Task material START

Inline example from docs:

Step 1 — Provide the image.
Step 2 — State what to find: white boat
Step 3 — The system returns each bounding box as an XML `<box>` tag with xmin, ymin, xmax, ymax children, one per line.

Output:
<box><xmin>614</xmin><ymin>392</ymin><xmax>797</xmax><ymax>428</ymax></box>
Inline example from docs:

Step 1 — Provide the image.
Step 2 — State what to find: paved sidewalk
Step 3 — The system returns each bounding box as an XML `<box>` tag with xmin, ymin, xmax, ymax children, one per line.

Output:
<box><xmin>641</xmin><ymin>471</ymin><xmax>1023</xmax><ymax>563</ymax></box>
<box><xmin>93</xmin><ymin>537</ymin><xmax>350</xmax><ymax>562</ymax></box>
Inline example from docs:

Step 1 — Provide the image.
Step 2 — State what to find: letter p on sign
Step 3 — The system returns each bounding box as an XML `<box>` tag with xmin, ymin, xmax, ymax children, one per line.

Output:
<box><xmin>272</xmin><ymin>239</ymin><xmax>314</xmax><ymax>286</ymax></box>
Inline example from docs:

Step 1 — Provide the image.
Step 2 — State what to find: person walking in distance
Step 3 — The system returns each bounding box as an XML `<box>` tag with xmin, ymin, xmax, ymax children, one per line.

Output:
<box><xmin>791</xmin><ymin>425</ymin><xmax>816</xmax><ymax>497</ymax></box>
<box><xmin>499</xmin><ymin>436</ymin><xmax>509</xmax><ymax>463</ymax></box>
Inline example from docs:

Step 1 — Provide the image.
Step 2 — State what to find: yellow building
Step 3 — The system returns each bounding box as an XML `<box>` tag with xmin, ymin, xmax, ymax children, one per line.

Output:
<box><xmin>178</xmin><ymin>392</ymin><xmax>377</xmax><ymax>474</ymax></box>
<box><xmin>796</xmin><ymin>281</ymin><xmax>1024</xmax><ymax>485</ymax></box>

Task material END

What is needed is every line from the start of the entries through the line containing "Step 2 — State what to find: letter p on sign", returned word for word and nothing else.

### Written solution
Inline example from docs:

Step 1 — Provide the image.
Step 2 — State what to find: white boat
Step 3 — The system returns each bounding box as an XML `<box>` tag with xmin, ymin, xmax, ymax children, one per line.

Output:
<box><xmin>614</xmin><ymin>392</ymin><xmax>797</xmax><ymax>428</ymax></box>
Inline example from docs:

Step 1 — Provide the image.
Step 2 — State what to find: paved sidewalk
Step 3 — The system returns each bounding box as an XML `<box>` tag with xmin, ymin, xmax, ymax children, one per line.

Output:
<box><xmin>641</xmin><ymin>471</ymin><xmax>1023</xmax><ymax>563</ymax></box>
<box><xmin>93</xmin><ymin>537</ymin><xmax>350</xmax><ymax>562</ymax></box>
Inline example from docs:

Step 1 — Provide the image.
Step 2 — State what to find: letter p on sign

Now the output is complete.